Au sein d’une filmographie qui s’étend sur plus de quatre décennies, Oliver Stone s’est évertué à déconstruire les mythes d’une Amérique post-Seconde Guerre Mondiale, à exhiber les démons que son pays tente de masquer, et plus généralement à remettre en cause le positionnement du bon côté de l’histoire vers lequel les Etats-Unis aiment à s’auto-proclamer. Retour sur le début de carrière du réalisateur au sein du cinéma d’horreur indépendant alors que son nom est surtout associé à celui d’un scénariste talentueux mais sujet à la polémique par sa peinture du système carcéral turc (Midnight Express), de la vulgarité des années 80 (Scarface) et de l’intégration de la communauté chinoise aux Etats-Unis (l’Année du dragon).
La Reine du mal (1974)
Pour ses débuts dans le cinéma, Oliver Stone s’associe au producteur spécialisé dans le cinéma d’exploitation Lloyd Kaufman, fondateur de Troma Entertainement et figure controversée du cinéma d’exploitation autant par le mauvais goût de ses productions (où sexe, violence, et nudité sont la norme) que par sa personnalité exubérante et outrancière. Un personnage qui ne pouvait que s’entendre avec Oliver Stone jusqu’à devenir Directeur de production de son premier film, La Reine du mal. Un petit film d’horreur surprenant pour les habitués de la filmographie d’un cinéaste dont les œuvres phares sont très éloignées du genre mais qui n’en reste pas moins en tous points un film de son auteur .
+++++
# [TÂCHES À FAIRE]
[1] Traduisez en anglais cette phrase du passage cité : « Un personnage qui ne pouvait que s’entendre avec Oliver Stone jusqu’à devenir Directeur de production de son premier film, La Reine du mal. »
[2] Résumez plus brièvement le paragraphe du passage cité qui commence par « Pour ses débuts dans le cinéma », en conservant ses faits principaux.
[3] Recopiez à l’identique le segment du passage cité allant de « Au sein d’une » jusqu’à « (l’Année du dragon). ».

# [INFORMATIONS AFFICHÉES]
+++++
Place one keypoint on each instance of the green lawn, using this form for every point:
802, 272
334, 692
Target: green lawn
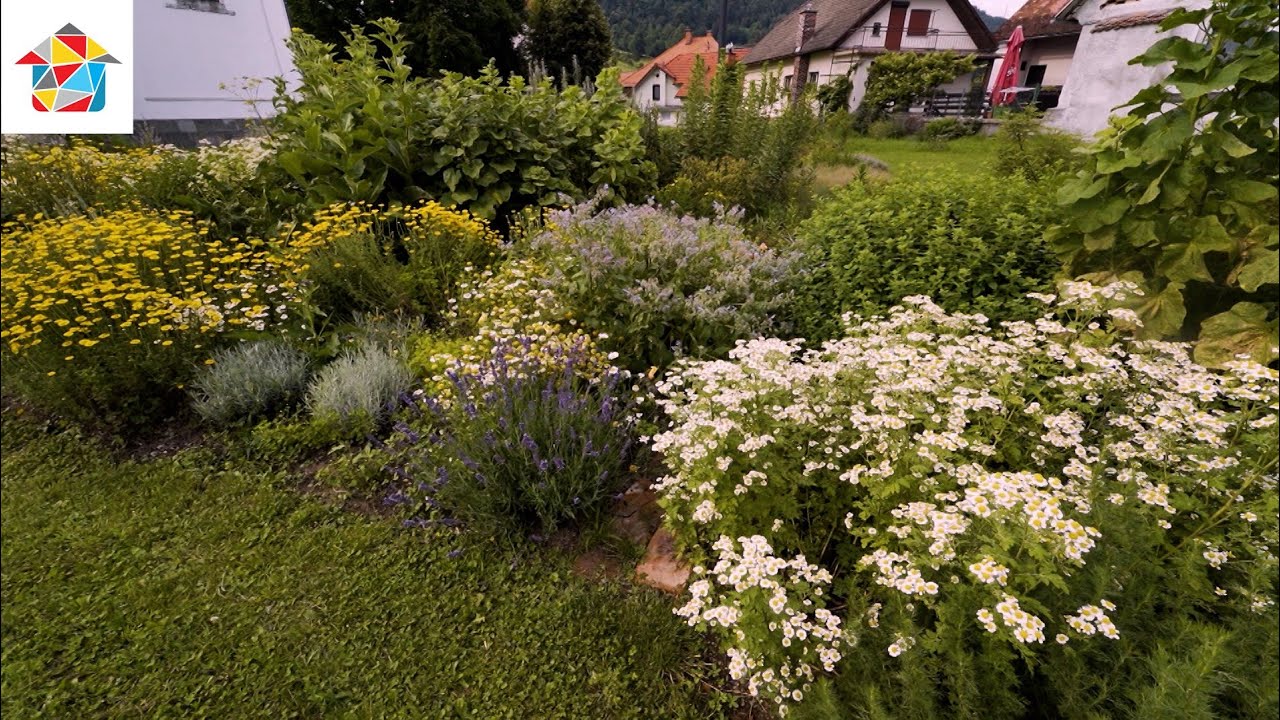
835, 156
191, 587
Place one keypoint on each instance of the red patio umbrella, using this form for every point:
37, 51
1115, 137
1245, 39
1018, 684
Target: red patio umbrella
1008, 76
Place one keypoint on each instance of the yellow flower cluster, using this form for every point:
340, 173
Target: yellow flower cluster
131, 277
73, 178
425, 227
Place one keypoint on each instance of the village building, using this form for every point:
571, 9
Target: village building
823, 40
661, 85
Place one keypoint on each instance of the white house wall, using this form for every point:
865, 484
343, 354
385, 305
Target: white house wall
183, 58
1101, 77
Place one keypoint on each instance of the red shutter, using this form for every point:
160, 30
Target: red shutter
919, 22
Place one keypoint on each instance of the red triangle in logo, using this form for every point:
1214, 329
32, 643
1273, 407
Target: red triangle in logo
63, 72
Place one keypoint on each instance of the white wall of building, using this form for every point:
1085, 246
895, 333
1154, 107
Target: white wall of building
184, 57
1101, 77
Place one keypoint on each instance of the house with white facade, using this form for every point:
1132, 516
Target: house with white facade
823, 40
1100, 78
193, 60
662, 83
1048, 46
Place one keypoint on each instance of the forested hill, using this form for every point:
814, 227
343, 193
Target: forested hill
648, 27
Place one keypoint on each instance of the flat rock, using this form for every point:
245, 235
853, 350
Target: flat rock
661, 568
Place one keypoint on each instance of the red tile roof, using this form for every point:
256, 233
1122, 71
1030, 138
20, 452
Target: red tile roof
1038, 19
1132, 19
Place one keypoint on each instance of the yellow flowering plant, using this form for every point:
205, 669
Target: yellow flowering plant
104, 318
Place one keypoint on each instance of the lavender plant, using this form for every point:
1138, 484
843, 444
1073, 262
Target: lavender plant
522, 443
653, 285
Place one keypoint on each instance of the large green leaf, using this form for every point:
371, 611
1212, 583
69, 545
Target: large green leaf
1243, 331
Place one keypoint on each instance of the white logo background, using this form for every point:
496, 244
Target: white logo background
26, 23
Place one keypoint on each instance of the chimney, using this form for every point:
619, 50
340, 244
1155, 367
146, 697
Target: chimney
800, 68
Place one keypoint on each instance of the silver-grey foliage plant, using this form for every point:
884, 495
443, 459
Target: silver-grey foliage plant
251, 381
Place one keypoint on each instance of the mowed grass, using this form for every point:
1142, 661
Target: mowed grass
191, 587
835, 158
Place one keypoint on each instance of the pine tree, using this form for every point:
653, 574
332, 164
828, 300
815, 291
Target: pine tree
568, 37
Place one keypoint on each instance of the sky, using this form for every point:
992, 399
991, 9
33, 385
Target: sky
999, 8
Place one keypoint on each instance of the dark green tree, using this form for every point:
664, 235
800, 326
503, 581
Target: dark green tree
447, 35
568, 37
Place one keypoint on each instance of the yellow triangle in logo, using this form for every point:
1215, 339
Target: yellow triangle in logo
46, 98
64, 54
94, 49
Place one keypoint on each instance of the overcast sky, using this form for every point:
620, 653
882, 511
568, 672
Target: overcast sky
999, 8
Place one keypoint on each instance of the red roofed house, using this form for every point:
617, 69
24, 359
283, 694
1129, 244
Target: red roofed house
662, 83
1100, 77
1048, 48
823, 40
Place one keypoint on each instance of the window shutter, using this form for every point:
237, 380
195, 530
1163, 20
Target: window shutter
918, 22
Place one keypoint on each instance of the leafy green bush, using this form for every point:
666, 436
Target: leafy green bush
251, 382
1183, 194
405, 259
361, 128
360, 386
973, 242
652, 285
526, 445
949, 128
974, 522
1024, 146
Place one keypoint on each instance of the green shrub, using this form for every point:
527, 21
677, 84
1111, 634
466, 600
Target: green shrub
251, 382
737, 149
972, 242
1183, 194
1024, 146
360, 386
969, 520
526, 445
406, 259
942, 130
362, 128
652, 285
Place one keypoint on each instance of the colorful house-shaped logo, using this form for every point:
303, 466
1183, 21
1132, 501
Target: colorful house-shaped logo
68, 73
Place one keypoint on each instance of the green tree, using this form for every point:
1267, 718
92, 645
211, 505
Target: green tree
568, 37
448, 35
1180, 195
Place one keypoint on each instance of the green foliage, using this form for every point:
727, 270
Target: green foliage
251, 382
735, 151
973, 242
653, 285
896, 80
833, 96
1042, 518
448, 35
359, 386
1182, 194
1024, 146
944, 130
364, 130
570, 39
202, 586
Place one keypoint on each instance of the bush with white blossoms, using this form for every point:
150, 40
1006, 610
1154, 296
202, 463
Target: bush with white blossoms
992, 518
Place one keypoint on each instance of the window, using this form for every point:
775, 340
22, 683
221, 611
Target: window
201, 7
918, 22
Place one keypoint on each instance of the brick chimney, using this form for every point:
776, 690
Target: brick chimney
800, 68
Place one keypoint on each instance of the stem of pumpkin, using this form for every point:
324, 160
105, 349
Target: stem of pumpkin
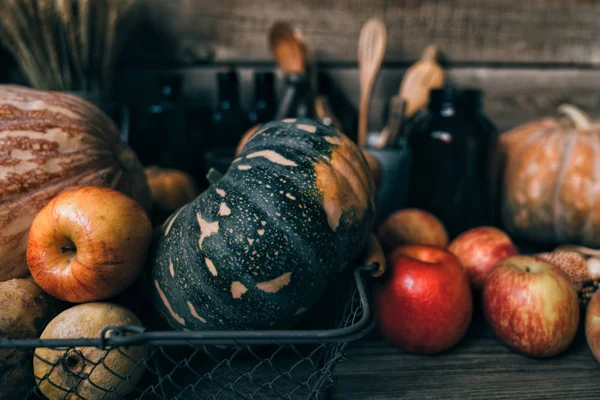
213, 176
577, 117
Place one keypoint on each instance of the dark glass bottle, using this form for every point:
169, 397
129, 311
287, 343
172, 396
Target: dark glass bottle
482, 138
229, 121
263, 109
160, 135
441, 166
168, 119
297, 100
+++++
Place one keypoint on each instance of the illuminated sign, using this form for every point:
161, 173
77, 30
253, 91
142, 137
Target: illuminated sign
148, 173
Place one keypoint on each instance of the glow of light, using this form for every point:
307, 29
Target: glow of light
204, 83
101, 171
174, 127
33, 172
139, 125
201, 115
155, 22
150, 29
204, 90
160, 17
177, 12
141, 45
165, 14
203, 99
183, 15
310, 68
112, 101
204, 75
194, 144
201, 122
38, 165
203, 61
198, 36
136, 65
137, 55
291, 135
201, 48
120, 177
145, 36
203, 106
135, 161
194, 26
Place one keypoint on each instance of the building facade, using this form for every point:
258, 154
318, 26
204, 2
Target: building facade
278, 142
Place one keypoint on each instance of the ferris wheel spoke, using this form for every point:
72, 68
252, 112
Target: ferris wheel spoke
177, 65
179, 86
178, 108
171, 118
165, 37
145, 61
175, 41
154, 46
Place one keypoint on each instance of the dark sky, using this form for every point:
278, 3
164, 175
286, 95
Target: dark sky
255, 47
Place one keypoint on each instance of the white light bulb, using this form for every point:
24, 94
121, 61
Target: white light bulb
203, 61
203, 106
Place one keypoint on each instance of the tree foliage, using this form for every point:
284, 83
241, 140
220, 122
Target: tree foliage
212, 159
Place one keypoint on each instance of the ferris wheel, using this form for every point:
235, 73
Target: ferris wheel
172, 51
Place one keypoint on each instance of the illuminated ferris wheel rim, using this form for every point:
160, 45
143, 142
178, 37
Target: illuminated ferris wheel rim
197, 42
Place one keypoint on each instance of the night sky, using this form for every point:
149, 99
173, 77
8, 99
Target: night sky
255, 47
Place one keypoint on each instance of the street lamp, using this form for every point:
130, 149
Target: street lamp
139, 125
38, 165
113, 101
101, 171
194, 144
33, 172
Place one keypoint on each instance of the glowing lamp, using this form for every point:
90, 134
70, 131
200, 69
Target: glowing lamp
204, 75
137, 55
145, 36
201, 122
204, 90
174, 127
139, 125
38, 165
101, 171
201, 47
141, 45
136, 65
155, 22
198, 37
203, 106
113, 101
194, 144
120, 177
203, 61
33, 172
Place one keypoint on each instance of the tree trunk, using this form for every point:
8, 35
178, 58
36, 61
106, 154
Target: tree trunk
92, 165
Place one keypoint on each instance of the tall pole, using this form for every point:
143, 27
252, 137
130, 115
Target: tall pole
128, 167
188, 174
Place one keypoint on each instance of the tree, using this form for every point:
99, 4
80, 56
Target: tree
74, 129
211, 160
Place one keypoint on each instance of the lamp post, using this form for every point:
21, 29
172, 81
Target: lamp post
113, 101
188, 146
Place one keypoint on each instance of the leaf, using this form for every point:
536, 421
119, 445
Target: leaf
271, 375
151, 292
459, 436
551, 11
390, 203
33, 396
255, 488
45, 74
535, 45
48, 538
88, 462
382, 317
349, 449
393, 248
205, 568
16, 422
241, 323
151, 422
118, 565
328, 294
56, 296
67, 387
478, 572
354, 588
+++++
# [RÉPONSES PAR TÂCHE]
[1] A figure who could only get along with Oliver Stone, to the point of becoming the production manager of his first film, La Reine du mal.

[2] Pour son premier film, La Reine du mal, Oliver Stone s’associe à Lloyd Kaufman. Ce producteur de cinéma d’exploitation a fondé Troma Entertainement. Il est controversé pour le mauvais goût de ses productions comme pour sa personnalité outrancière, et devient le directeur de production du film. Ce petit film d’horreur est éloigné des œuvres phares du cinéaste, mais reste pleinement un film de son auteur.

[3]
Au sein d’une filmographie qui s’étend sur plus de quatre décennies, Oliver Stone s’est évertué à déconstruire les mythes d’une Amérique post-Seconde Guerre Mondiale, à exhiber les démons que son pays tente de masquer, et plus généralement à remettre en cause le positionnement du bon côté de l’histoire vers lequel les Etats-Unis aiment à s’auto-proclamer. Retour sur le début de carrière du réalisateur au sein du cinéma d’horreur indépendant alors que son nom est surtout associé à celui d’un scénariste talentueux mais sujet à la polémique par sa peinture du système carcéral turc (Midnight Express), de la vulgarité des années 80 (Scarface) et de l’intégration de la communauté chinoise aux Etats-Unis (l’Année du dragon).